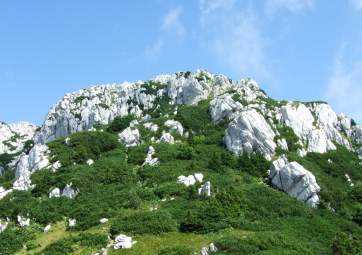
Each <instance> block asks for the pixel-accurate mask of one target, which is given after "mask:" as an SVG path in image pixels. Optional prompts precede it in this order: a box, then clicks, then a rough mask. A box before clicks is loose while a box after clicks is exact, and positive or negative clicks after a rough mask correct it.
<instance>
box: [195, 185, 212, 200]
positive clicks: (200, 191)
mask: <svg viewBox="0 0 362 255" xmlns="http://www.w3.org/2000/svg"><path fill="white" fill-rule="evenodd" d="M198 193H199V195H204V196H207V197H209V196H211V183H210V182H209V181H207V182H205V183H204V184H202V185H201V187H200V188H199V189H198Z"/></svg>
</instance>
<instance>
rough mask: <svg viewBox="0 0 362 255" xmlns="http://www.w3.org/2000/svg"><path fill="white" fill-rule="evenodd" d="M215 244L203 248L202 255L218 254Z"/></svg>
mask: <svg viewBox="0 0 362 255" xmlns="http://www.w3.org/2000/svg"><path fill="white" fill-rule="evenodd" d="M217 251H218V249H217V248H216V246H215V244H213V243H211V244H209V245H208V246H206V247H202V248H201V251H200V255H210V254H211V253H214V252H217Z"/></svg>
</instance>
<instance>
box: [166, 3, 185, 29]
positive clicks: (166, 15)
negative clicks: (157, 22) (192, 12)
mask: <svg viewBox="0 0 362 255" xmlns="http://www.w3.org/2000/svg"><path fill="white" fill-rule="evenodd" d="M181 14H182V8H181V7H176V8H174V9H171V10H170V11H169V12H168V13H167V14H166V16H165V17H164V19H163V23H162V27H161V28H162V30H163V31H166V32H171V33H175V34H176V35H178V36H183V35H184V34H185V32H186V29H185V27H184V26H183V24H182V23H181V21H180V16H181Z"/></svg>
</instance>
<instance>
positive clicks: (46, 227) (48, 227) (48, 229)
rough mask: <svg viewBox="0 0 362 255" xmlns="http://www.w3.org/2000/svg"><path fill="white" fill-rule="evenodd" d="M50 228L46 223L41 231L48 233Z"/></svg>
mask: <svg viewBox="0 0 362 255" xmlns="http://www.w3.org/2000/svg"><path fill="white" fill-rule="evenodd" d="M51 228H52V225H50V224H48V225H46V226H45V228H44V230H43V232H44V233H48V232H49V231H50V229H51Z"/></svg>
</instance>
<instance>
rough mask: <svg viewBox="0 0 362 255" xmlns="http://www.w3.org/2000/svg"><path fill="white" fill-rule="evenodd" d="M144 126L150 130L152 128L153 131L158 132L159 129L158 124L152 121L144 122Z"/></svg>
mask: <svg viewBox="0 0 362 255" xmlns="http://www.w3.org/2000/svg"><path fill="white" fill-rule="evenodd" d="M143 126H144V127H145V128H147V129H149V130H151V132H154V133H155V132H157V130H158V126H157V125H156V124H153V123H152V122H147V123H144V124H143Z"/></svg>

What the exercise asks: Repeat the listing above in full, exactly, and omit its pictures.

Written answer:
Each <instance> block asks for the pixel-accurate mask of one target, which is given after "mask:" as an SVG path in image pixels. Optional prompts precede it in this order: a box, then clicks, then a rough mask. A box before clicks is loose while a box after clicks is exact, and positive or negative clicks after a rough mask correct it.
<instance>
box: [195, 185, 212, 200]
positive clicks: (200, 191)
mask: <svg viewBox="0 0 362 255" xmlns="http://www.w3.org/2000/svg"><path fill="white" fill-rule="evenodd" d="M198 193H199V195H204V196H207V197H209V196H211V183H210V182H209V181H207V182H205V183H204V184H202V185H201V187H200V188H199V189H198Z"/></svg>
</instance>
<instance>
rough mask: <svg viewBox="0 0 362 255" xmlns="http://www.w3.org/2000/svg"><path fill="white" fill-rule="evenodd" d="M215 244L203 248L202 255L218 254Z"/></svg>
mask: <svg viewBox="0 0 362 255" xmlns="http://www.w3.org/2000/svg"><path fill="white" fill-rule="evenodd" d="M217 251H218V249H217V248H216V246H215V244H213V243H211V244H209V245H208V246H206V247H202V248H201V251H200V255H210V254H211V253H214V252H217Z"/></svg>
</instance>
<instance>
box: [166, 3, 185, 29]
positive clicks: (166, 15)
negative clicks: (157, 22) (192, 12)
mask: <svg viewBox="0 0 362 255" xmlns="http://www.w3.org/2000/svg"><path fill="white" fill-rule="evenodd" d="M181 14H182V8H181V7H176V8H174V9H171V10H170V11H169V12H168V13H167V14H166V16H165V17H164V19H163V23H162V27H161V28H162V30H163V31H166V32H171V33H175V34H176V35H178V36H183V35H184V34H185V32H186V29H185V27H184V26H183V24H182V23H181V21H180V16H181Z"/></svg>
</instance>
<instance>
positive clicks: (46, 227) (48, 227) (48, 229)
rough mask: <svg viewBox="0 0 362 255" xmlns="http://www.w3.org/2000/svg"><path fill="white" fill-rule="evenodd" d="M50 228L46 223L41 231L48 233Z"/></svg>
mask: <svg viewBox="0 0 362 255" xmlns="http://www.w3.org/2000/svg"><path fill="white" fill-rule="evenodd" d="M51 228H52V225H50V224H48V225H46V226H45V228H44V230H43V232H44V233H48V232H49V231H50V229H51Z"/></svg>
</instance>
<instance>
rough mask: <svg viewBox="0 0 362 255" xmlns="http://www.w3.org/2000/svg"><path fill="white" fill-rule="evenodd" d="M144 126L150 130L152 128L153 131L158 132L159 129L158 124L152 121L144 122Z"/></svg>
mask: <svg viewBox="0 0 362 255" xmlns="http://www.w3.org/2000/svg"><path fill="white" fill-rule="evenodd" d="M143 126H144V127H145V128H147V129H149V130H151V132H154V133H155V132H157V130H158V126H157V125H156V124H153V123H152V122H147V123H144V124H143Z"/></svg>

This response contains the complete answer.